**INFORMATION SUPPLIED:**
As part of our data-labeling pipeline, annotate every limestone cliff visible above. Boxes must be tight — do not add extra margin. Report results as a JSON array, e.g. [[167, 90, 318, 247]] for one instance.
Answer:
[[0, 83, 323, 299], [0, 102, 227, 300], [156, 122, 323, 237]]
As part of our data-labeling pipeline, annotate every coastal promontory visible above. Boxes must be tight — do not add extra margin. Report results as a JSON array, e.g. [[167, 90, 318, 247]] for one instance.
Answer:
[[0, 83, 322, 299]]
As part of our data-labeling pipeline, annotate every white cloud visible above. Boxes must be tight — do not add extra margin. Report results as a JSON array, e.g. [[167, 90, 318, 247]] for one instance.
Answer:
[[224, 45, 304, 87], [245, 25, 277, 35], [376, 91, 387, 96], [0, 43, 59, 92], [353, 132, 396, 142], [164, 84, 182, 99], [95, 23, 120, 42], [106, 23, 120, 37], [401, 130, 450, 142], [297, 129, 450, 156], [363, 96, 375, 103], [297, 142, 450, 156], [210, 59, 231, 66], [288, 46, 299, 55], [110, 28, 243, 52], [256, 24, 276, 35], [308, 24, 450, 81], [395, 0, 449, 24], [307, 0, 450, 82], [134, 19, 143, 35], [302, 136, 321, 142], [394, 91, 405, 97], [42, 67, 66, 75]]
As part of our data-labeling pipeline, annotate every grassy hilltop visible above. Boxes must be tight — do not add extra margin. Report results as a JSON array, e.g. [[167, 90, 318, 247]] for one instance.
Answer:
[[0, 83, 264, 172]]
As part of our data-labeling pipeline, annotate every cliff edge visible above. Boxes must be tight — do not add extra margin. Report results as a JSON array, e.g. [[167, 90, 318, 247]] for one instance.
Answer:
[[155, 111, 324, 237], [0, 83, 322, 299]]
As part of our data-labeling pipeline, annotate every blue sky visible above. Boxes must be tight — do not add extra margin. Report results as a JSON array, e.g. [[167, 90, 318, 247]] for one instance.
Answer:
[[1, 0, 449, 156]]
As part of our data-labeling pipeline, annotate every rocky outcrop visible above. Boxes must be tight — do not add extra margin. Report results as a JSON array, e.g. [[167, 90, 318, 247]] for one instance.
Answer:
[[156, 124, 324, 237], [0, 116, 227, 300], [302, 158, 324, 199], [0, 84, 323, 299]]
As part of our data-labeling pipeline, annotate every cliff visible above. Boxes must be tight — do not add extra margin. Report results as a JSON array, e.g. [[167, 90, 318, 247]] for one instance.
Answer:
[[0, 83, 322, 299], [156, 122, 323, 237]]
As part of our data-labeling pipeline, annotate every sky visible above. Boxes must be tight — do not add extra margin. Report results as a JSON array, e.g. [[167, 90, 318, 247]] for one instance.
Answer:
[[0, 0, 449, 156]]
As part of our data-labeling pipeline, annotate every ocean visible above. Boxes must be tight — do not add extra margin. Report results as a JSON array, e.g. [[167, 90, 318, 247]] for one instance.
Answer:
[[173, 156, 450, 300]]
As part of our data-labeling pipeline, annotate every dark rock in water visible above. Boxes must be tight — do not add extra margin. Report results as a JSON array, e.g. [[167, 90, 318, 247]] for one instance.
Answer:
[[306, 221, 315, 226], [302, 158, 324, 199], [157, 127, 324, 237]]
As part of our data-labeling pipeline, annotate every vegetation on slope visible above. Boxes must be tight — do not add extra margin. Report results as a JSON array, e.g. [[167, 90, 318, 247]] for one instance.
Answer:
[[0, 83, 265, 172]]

**WORK INSTRUCTIONS:** The entries above should be set down again exactly as they appear.

**SOLUTION TO THE PROBLEM:**
As part of our data-labeling pipeline, annotate every limestone cliff visible above. Boxes must be tight — do not add extra margin. Report results as a JSON array, e.g. [[167, 90, 318, 247]] for one instance.
Answer:
[[0, 83, 323, 299], [0, 102, 227, 300], [156, 122, 323, 237]]
As part of our data-labeling pipeline, annotate every coastal promontory visible above. Boxes must be tight — do not add extra margin. Report results as a JSON array, e.g. [[167, 90, 318, 247]] for one instance.
Answer:
[[0, 83, 322, 299]]
As part of our data-labeling pipeline, annotate every white cloud visible above. Boxes must be tight — do not add extra margin. Report results as a JSON array, e.g. [[167, 90, 318, 247]] for one instance.
Answer:
[[224, 45, 304, 87], [245, 25, 277, 35], [376, 91, 387, 96], [0, 43, 59, 92], [353, 132, 396, 142], [164, 84, 182, 99], [95, 23, 120, 42], [106, 23, 120, 37], [401, 130, 450, 142], [297, 129, 450, 156], [363, 96, 375, 103], [297, 142, 450, 156], [210, 59, 231, 66], [288, 46, 299, 55], [110, 28, 243, 52], [256, 24, 276, 35], [308, 24, 450, 81], [395, 0, 449, 24], [307, 0, 450, 82], [134, 19, 143, 35], [302, 136, 321, 142], [394, 91, 405, 97], [42, 67, 66, 75]]
As part of our data-labeling pipeline, annotate every grassy hilltop visible above. Boxes must be tight — do not add extra margin. Report results as a JSON array, e.g. [[167, 90, 318, 247]] for one instance.
Answer:
[[0, 83, 264, 172]]
As part of our data-labeling pipeline, annotate every cliff edge visible above. Boxes must be tight — do not add extra margin. Report results as a JSON array, e.g. [[167, 90, 318, 247]] for one instance.
Answer:
[[155, 111, 324, 237], [0, 83, 322, 299]]
As part of our data-labeling pipeline, annotate every blue sky visible above. Boxes must be tight — do not add extra margin. Report results as a JSON array, e.g. [[167, 90, 318, 247]] for one instance.
Answer:
[[1, 0, 449, 156]]
As part of our data-labeling pipeline, annotate every rocky outcrop visible above. Boxes must be tight — do not add extra margin. Report results as a JSON array, e.g. [[167, 90, 318, 247]] for one instance.
Answer:
[[156, 124, 324, 237], [0, 116, 227, 300], [302, 158, 324, 199], [0, 84, 323, 299]]
As part of our data-labeling pipeline, annotate every cliff visible above. Boxes must be tight — do not add extra margin. Report results as a JSON array, e.g. [[167, 90, 318, 247]] for one instance.
Answer:
[[0, 83, 322, 299], [156, 122, 323, 237]]
As part of our data-labeling pipeline, annotate every sky visible above. Boxes must be tight — do not add extra margin. Report results as a JSON array, e.g. [[167, 90, 318, 247]] for one instance.
Answer:
[[0, 0, 449, 156]]
As part of our data-labeling pipeline, annotate every ocean visible above. Boxes must be tight — do not add extra margin. Report results as a JSON array, e.g. [[167, 90, 318, 247]] for one instance.
Answer:
[[173, 156, 450, 300]]
As part of our data-labeling pipeline, annotate every dark rock in water visible above. Boxes must be tight — do not add extra margin. Report results as a JSON array, e.g. [[167, 90, 318, 247]] for one instance.
Answer:
[[306, 221, 315, 226], [302, 158, 324, 199], [157, 127, 324, 237]]
As part of our data-labeling pipeline, annotate every vegetation on slope visible above. Boxes must be tight — do not add extra margin. Report results as a JSON array, e.g. [[167, 90, 318, 247]] for one instance.
Answer:
[[0, 83, 265, 172]]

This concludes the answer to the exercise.